* Prompt *
Rewrite the data below, substituting "leather sandal" for "strappy sandal" and leaving everything else unchanged.

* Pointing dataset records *
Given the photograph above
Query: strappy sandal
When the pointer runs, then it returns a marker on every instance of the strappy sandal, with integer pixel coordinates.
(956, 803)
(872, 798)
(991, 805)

* In response *
Given the photograph above
Query: leather sandal
When the pointer runs, then it returns a marker on every instance of the leather sandal, with integer pixel coordinates.
(956, 803)
(872, 798)
(991, 805)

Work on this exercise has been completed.